Wind Power Costs in the United Kingdom  and  The Performance of Wind Power in Denmark

For a recording of the event, and charts, go the link above.

It is difficult to make predictions, especially about the future. [Attributed variously to Niels Bohr (Nobel Prize in Physics) and Sam Goldwyn (movie mogul)]

The theme of my talk is the disparity between predictions about the future costs and performance of wind power (especially offshore wind) - the Rhetoric - and the actual evidence that is available on what it costs to build and operate wind farms and the amount of power they produce over their lifetime – the Reality.

As background, I was co-author of one of the first studies of climate change produced by an international organization in 1992. I have written or co-written several studies of adaptation to climate change. My academic field is applied statistics and economics, but much of my work has been on the interface between economics and engineering. I have worked on energy and infrastructure policies for more than three decades. For example I was responsible for developing a set of international environmental standards for power plants while I was at the World Bank.

In the UK and most of Europe, both policymakers and investors have adopted the rhetoric around renewables as the basis for very costly transformations of our economy and society to meet the goal of low or zero carbon emissions. In doing so, they have accepted the claims of dramatic improvements in costs and performance made by wind operators for new projects now and in the future. Unfortunately, the propensity of both governments and companies to understate the costs and overstate the performance of new projects has a history that is long and inglorious. The ongoing record of HS2 – and, indeed, the whole history of railways in the UK – should be sufficient warning not to believe the rhetoric.

There is a core idea that is crucial for proponents of renewable technologies across a wide range. This is that costs – or specifically capex costs – will decline as installed capacity grows due to what are called economies of scale and learning. The issue then is how rapid the decline, usually measured as the % reduction for each doubling in capacity, is likely to be. There is no doubt that such a decline in unit costs has occurred in specific cases – notably the manufacture of aircraft, the production of solar PV modules and the cost of environmental controls such as FGD for power plants. However, the pattern is far from universal - the unit costs of nuclear, coal and LNG plants have tended to increase rather than decline. It is much more plausible for manufactured capital goods than for large projects involving complicated sites and civil works. In the case of offshore wind, the parallel experience of offshore oil & gas is not encouraging.

The reality of what will happen to the costs of key renewable energy and other low carbon technologies is critical. The UK Government’s strategy for meeting its Net Zero target at an affordable cost rests on the core assumption that the costs of wind power have fallen - and will continue to fall. There is, however, a major problem with all of the projections produced by official agencies, academics and other organisations. Put bluntly, they are the product of wishful thinking applied to notional projects in the future with little or no connection to commercial reality.

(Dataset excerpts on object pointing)
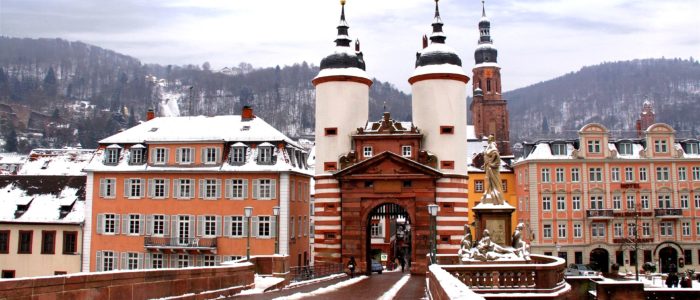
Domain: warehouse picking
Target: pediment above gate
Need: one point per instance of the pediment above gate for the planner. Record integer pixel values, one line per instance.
(388, 165)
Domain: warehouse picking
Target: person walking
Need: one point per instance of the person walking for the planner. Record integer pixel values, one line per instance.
(351, 265)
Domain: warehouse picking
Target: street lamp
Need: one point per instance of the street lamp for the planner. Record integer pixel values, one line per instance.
(276, 213)
(432, 209)
(248, 211)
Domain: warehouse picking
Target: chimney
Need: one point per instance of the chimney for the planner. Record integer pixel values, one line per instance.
(247, 113)
(150, 114)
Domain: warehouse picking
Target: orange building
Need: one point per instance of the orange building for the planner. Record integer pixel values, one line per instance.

What to work on:
Carry on the talk about wind power costs in the United Kingdom and Denmark, picking up after its final sentence.

Solved exercise:
Hence, in my work I have adopted a completely different approach. My starting point is the actual data reported by companies in their accounts over the last two decades. This is possible because the standard commercial arrangement is that solar, wind and other projects are operated via legal entities known as Special Purpose Vehicles whose accounts are usually audited and are filed with Companies House. I have collected data for more than 350 SPVs responsible for wind projects that have filed accounts since 2005. The dataset is unique and provides the basis for a detailed analysis of the actual costs of wind power.

Figure 1 shows the evolution of capex costs for onshore wind since the early 2000s when the modern technology using turbines with a capacity of 2+ MW became standard for utility scale projects of 10+ MW. There are large variations in unit capex costs across sites but overall the dashed line shows that there has been a significant increase in the average capex cost per MW as the amount of installed capacity has increased. Onshore wind generation has been a mature technology for at least 15 years. Global installed capacity was about 58 GW in 2005 and reached 540 GW in 2018. If actual capex costs per MW in the UK have been rising for 15 years, there is no reason to believe that the trend will abruptly change.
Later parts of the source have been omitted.